§ **GIVEN REQUEST**
Rewrite the stretch of entries from the line containing "You are to find dark decorative" through the line containing "[246,509,295,639]", putting "overhead lamp" in place of "ceiling light fixture" and changing nothing else.

§ **WORKING DATA**
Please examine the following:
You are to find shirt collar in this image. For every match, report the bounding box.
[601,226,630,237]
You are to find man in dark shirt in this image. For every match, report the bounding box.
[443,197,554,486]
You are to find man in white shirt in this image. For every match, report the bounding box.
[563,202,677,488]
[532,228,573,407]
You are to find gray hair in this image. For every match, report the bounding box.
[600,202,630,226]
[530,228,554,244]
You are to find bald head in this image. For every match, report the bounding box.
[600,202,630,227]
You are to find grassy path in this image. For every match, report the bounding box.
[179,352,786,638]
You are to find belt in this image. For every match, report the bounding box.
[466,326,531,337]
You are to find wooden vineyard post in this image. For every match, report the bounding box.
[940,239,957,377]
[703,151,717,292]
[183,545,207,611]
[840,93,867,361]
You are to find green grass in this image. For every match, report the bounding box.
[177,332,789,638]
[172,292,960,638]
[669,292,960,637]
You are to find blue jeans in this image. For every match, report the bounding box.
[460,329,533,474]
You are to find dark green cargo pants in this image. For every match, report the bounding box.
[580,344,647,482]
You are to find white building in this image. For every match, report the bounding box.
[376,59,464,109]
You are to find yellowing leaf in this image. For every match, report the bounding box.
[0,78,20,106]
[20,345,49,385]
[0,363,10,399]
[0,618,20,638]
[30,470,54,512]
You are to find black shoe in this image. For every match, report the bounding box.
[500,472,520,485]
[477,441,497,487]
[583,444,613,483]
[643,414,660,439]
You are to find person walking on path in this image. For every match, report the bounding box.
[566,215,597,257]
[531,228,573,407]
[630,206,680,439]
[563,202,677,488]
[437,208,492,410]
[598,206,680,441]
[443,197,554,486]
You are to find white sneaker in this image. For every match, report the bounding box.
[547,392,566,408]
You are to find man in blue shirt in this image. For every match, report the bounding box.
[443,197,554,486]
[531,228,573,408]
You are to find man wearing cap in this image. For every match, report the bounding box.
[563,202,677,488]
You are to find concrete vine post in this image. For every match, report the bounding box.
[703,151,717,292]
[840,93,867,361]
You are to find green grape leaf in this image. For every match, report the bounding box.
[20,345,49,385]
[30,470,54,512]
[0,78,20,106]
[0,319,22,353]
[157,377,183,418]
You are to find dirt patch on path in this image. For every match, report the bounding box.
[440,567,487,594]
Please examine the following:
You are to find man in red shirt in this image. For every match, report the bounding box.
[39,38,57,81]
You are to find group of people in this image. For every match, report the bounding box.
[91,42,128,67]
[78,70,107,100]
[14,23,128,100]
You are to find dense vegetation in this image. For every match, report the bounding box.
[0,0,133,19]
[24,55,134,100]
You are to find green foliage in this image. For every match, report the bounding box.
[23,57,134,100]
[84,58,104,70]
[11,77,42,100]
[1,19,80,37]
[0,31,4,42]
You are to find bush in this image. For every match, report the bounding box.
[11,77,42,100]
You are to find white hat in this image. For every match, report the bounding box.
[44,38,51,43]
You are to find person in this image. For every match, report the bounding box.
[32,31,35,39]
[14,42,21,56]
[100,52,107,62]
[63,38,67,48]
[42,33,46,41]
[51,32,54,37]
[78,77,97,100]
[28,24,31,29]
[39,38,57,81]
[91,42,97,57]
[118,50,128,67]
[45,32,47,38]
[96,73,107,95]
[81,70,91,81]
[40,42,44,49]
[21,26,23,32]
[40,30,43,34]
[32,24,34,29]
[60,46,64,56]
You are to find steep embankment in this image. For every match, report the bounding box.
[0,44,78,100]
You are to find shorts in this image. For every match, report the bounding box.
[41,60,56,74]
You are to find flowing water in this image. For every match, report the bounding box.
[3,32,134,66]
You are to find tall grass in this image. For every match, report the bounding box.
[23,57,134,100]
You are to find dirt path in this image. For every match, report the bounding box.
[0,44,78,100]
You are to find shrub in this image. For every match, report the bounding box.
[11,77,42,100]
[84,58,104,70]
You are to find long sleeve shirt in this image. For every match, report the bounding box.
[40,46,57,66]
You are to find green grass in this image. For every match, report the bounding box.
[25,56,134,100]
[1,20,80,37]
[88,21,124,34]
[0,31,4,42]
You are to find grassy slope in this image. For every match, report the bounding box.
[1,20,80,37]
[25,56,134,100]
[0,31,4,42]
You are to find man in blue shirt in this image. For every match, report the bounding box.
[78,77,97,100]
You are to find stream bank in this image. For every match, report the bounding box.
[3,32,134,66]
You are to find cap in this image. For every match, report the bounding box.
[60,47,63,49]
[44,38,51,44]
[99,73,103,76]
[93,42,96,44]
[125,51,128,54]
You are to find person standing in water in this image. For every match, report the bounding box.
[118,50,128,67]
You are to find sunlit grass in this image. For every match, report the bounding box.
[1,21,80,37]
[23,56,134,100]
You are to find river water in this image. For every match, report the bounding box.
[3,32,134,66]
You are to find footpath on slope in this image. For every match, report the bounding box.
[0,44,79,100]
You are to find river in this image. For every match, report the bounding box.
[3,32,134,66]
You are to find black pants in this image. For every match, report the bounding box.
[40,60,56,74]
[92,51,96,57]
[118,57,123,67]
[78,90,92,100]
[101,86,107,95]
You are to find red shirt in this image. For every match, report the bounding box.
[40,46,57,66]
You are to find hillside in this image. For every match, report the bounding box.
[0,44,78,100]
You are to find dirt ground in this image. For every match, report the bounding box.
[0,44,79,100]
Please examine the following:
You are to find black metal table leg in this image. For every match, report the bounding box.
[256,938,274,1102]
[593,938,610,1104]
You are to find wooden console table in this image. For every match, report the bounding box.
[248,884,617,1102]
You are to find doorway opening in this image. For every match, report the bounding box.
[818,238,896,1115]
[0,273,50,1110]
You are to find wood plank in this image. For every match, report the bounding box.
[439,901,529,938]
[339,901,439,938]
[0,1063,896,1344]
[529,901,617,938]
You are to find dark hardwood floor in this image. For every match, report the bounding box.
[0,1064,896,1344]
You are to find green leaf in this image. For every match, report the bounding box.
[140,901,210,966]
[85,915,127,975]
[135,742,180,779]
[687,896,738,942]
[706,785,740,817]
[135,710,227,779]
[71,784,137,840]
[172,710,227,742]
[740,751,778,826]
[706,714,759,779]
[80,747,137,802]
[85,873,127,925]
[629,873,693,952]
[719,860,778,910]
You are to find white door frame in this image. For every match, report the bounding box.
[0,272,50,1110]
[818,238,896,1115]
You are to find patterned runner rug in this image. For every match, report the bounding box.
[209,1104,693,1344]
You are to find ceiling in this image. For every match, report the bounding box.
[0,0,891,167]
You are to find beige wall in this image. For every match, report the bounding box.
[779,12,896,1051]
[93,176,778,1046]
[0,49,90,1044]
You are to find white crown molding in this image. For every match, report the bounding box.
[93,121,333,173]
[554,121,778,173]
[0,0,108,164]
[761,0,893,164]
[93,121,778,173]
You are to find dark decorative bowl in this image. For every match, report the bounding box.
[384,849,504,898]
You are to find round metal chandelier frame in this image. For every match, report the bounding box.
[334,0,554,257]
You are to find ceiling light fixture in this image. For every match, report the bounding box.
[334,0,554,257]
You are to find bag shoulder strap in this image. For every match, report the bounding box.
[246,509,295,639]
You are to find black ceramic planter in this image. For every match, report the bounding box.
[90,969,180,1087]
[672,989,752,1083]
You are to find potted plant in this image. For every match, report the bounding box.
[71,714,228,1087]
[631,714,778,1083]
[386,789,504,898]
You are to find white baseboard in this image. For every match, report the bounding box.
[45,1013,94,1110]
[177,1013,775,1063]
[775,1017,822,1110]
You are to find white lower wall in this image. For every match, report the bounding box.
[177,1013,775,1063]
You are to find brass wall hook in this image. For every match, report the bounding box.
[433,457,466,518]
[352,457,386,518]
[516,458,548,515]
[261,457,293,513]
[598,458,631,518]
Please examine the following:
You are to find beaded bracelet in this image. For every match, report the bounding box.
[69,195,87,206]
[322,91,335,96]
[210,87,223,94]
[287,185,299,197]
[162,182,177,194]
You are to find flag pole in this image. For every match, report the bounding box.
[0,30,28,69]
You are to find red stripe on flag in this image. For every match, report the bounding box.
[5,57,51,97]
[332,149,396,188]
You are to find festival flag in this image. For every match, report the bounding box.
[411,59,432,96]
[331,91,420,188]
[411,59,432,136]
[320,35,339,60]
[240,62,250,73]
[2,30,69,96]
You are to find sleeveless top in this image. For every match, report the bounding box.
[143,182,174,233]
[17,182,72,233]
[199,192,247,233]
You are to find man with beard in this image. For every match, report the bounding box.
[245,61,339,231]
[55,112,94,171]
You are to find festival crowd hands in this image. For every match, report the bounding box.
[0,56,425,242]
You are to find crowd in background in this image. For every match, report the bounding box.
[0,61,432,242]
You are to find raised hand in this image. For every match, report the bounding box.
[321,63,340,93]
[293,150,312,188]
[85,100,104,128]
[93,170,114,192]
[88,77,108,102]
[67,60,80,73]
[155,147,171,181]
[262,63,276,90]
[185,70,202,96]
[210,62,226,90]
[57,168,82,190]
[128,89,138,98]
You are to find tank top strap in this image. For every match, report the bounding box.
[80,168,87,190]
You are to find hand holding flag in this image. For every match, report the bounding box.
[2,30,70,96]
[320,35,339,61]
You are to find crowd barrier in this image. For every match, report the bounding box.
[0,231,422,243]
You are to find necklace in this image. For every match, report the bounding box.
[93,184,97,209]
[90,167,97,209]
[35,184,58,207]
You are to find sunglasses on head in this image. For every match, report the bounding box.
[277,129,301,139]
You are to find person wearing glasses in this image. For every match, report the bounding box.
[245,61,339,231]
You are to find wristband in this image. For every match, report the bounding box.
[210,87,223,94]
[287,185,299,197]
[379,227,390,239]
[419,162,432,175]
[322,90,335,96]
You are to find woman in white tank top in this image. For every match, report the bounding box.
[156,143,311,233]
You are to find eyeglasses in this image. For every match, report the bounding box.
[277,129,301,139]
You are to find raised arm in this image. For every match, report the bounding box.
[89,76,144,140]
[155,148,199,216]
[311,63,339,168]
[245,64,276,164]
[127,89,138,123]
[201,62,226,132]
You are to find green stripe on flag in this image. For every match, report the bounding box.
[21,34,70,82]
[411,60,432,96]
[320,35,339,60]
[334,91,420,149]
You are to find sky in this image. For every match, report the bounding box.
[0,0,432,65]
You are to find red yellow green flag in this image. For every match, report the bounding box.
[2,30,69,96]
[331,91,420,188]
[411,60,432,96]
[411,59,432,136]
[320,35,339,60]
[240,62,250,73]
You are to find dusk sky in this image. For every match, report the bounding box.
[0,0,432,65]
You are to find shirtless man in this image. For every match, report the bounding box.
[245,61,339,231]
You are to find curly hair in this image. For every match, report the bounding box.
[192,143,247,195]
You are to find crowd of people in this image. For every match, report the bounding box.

§ **THE RESULT**
You are to find dark decorative bowl in this image. For every match, report the bounding box.
[384,849,504,898]
You are to find round metal chandelier frame in this image. For every match, report the bounding box.
[334,0,554,257]
You are to find overhead lamp in this image. For every match, report the bounding box.
[334,0,554,257]
You are to find bag shoulder strap in this image. For every match, report the bounding box.
[246,509,295,639]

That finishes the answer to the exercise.